Look through the records below and collect all lines that hold the string "petal".

··· EXTRACTED DATA ···

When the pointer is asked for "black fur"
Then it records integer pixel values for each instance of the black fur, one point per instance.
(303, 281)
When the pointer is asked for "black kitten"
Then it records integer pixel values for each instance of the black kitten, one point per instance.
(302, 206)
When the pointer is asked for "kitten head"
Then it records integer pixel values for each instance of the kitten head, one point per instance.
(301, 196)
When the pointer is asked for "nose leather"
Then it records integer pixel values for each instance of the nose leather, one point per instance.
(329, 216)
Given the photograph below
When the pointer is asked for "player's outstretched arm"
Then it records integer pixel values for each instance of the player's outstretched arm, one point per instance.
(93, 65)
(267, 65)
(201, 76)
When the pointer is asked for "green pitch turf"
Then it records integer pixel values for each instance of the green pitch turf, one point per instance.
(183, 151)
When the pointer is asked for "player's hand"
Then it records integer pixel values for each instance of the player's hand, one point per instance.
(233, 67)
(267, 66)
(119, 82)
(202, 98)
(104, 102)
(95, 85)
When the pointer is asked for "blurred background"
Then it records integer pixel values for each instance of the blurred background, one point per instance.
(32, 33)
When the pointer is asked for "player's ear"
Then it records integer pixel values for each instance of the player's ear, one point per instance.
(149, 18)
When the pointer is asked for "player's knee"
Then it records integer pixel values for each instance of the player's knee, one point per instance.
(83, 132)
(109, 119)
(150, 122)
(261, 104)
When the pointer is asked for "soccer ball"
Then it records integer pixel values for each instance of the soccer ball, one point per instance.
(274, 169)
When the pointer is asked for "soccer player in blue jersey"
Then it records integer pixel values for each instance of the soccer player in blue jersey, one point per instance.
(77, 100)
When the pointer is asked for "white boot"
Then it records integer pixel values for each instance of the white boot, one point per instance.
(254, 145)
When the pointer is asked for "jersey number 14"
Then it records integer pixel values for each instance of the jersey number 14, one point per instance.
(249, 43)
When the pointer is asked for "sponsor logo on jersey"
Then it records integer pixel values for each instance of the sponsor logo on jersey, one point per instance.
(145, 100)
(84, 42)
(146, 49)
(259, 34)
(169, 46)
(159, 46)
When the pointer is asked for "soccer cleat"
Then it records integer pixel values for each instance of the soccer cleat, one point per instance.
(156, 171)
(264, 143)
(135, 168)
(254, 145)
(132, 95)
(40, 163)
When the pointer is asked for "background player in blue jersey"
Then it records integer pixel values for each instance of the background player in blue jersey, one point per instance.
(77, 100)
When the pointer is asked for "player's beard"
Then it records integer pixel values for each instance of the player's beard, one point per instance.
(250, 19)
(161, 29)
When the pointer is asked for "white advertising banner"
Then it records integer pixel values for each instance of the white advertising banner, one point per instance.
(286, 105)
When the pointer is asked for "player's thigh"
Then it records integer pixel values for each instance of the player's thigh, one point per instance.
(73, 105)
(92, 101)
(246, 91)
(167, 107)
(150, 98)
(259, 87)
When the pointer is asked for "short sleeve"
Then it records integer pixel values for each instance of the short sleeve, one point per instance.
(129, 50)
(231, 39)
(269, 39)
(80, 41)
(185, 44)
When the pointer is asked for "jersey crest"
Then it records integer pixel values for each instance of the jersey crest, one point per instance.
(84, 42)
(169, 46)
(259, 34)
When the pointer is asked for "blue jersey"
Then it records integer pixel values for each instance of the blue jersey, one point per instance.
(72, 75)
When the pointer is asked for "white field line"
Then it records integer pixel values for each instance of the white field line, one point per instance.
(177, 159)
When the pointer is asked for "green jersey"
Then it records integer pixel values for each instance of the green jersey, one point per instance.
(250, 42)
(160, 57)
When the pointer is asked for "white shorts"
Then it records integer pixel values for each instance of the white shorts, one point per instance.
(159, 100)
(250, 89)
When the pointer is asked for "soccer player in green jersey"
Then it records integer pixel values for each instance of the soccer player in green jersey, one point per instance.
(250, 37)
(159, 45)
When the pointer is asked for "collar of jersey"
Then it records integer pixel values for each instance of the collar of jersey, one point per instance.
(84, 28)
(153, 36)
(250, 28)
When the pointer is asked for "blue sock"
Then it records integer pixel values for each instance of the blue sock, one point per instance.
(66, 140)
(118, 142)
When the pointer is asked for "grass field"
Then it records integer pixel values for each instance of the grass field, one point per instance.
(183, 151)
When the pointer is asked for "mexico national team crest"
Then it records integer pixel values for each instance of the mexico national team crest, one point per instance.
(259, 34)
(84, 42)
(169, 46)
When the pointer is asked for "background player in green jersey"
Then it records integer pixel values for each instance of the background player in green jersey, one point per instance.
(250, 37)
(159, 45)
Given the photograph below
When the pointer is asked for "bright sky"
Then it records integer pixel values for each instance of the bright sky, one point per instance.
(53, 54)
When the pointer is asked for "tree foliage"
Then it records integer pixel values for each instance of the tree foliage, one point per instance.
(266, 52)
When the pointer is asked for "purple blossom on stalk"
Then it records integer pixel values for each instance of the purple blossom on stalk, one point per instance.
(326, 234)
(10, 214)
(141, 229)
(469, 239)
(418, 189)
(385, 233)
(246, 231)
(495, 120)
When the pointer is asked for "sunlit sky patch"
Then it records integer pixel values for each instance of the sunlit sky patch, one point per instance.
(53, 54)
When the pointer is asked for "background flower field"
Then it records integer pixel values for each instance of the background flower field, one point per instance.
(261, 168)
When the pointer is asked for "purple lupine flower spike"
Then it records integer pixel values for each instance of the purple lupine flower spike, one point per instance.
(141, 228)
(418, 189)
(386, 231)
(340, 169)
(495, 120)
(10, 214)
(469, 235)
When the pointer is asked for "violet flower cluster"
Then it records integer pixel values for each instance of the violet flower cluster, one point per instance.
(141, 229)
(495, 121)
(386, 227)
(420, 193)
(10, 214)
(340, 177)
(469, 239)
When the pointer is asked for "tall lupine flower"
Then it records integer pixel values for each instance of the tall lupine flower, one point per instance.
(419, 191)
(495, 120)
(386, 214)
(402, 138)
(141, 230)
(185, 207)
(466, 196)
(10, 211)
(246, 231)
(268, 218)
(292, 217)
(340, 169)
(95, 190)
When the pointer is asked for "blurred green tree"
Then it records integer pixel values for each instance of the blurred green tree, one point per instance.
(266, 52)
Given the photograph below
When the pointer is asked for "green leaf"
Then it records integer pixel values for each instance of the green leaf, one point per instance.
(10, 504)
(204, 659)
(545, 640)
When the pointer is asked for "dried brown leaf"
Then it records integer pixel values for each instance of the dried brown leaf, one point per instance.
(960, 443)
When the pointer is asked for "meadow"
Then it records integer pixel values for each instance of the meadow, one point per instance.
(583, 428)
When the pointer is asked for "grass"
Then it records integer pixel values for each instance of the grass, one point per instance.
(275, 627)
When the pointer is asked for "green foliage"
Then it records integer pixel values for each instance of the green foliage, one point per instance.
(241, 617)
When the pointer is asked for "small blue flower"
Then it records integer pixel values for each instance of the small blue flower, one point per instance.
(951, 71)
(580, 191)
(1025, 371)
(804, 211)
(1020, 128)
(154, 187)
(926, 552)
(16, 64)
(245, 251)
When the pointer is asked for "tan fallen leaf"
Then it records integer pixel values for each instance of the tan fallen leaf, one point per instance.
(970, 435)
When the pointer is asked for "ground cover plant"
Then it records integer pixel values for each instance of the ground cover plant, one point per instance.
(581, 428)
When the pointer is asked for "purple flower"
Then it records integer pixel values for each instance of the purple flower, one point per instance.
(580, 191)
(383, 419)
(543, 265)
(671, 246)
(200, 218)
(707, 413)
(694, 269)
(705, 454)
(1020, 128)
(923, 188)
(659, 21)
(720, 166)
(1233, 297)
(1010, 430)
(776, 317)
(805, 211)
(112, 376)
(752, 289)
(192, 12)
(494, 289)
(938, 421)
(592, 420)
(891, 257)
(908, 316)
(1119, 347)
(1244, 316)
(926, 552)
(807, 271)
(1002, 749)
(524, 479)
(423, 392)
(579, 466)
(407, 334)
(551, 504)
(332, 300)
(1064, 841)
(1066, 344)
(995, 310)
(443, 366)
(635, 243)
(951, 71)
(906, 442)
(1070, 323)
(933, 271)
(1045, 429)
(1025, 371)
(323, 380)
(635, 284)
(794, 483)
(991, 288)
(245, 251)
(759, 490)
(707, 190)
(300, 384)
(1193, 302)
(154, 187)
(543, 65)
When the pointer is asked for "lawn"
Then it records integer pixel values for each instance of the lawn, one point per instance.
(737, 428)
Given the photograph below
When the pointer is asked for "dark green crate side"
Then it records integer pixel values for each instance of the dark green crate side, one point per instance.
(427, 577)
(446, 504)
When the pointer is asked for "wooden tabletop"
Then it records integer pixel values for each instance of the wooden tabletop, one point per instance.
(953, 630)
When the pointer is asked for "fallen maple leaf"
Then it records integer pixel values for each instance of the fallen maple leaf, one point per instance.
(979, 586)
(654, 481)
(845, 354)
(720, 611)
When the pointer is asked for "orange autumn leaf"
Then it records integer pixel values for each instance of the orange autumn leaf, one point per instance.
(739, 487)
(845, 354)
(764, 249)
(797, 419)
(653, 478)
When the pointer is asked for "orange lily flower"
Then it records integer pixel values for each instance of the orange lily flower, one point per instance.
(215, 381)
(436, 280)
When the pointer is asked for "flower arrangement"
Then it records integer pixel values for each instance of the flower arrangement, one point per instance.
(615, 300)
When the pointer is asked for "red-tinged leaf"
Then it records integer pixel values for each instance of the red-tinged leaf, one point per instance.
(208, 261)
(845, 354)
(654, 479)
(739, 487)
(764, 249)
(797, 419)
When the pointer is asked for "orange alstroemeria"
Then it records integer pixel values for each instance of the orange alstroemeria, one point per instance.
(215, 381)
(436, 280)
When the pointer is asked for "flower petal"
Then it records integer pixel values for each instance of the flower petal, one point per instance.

···

■ **SOLUTION FOR THIS EXERCISE**:
When the pointer is asked for "flower petal"
Then it records integer pixel values for each instance of the flower petal, one point per instance.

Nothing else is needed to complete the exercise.